→ SELECTED EXTRACT:
━━━━━━━━━━
My previous post was about an 11 mile hike. I assumed that the pain I was feeling was a direct result of allowing Julie to drag me through the woods. Turns out, that was only part of it.
The rest of the pain, as well as the fatigue, muscle cramping chills, dizzying fevers, and general feeling of overall poopiness are a result of a tiny little tick bite. I am trying to find a valid way to blame Julie for this, but the timing/incubation period simply won't cooperate with my wishes.
I started feeling pretty lousy on Saturday, the day after the hike. I thought I might be getting the flu. So, naturally, I hung around in our blow up pool and drank fermented beverages in an effort to restore myself to peak operating condition. Saturday night I had chills so badly that I went to lay on the couch so my shivering wouldn't wake Kerri up.
Then, on Sunday, Kerri noticed this decorative rash adding a warm splash of color to my otherwise pale hip.
"Um... I think you may have Lyme Disease," she suggested.
I was actually relieved. In the wee hours of the night, my imagination had extrapolated my burgeoning sickness to include: EEE, Spinal Meningitis, and Leprosy.
I called the fine folks at Ask-A-Nurse, whom I cannot say enough about, and they advised me to haul myself to the local Urgent Care Facility. After a 65 minute wait, the doctor popped into the room for–I am not exaggerating–60 seconds. That included introductions, a few quick questions, and the quickest, most cursory exam I have ever had.
"Um... I think you may have Lyme Disease," he announced as he disappeared through the door.
I sat in the exam room for another 10 minutes, awaiting his return. A nurse came in to draw some blood.
"Will the doctor be coming back in?" I asked.
"Nope. He's all done with you." she answered.
So I walked away with a prescription for some heavy duty antibiotics and a hefty medical bill.
All was well until about 11:30 last night when the chills started up again so badly I feared that I was going to chip my teeth. I took out the thermometer and got a reading of 104.7 in one ear and 105.3 in the other. Those numbers are fine if you are an FM radio station. If you are a human, it means that things are not going well for you.
Once again, I called Ask-A-Nurse.
"My temperature is about 105. Should I be dead?" I asked.
"Well, not dead, but probably not as perky as you seem to be," she answered.
She suggested that I go purchase a more reliable oral thermometer.
"Now?" I asked.
"I'm afraid so," she said.
"It's midnight on a Sunday night," I reminded her helpfully, "Plus, also, I live in the boonies where things shut down for the night at about 5 pm on a late day.
"You might have to drive for this," she said, "But you really need to get an accurate reading. If your temperature is really that high, you need to be in the hospital."
━━━━━━━━━━
→ INFORMATION GIVEN:
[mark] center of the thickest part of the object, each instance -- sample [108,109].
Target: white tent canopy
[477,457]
━━━━━━━━━━
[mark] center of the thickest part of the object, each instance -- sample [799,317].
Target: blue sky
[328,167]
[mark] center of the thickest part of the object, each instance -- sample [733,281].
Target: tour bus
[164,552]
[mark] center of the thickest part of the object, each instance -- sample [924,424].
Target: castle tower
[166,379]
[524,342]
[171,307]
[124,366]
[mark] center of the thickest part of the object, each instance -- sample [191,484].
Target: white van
━━━━━━━━━━
→ PROBLEMS AND TASKS:
1. Can you quote everything in the Lyme disease post from "She suggested that" down to "a late day."?
2. Answer these questions from the Lyme disease post:
(a) How long was the wait at the Urgent Care Facility before the doctor came in?
(b) What two thermometer readings were taken at about 11:30 at night?
(c) Who noticed the rash on the hip, and on what day?

→ ANSWERS TO THE TASKS:
1.
She suggested that I go purchase a more reliable oral thermometer.
"Now?" I asked.
"I'm afraid so," she said.
"It's midnight on a Sunday night," I reminded her helpfully, "Plus, also, I live in the boonies where things shut down for the night at about 5 pm on a late day.

2.
(a) 65 minutes.
(b) 104.7 in one ear and 105.3 in the other.
(c) Kerri, on Sunday.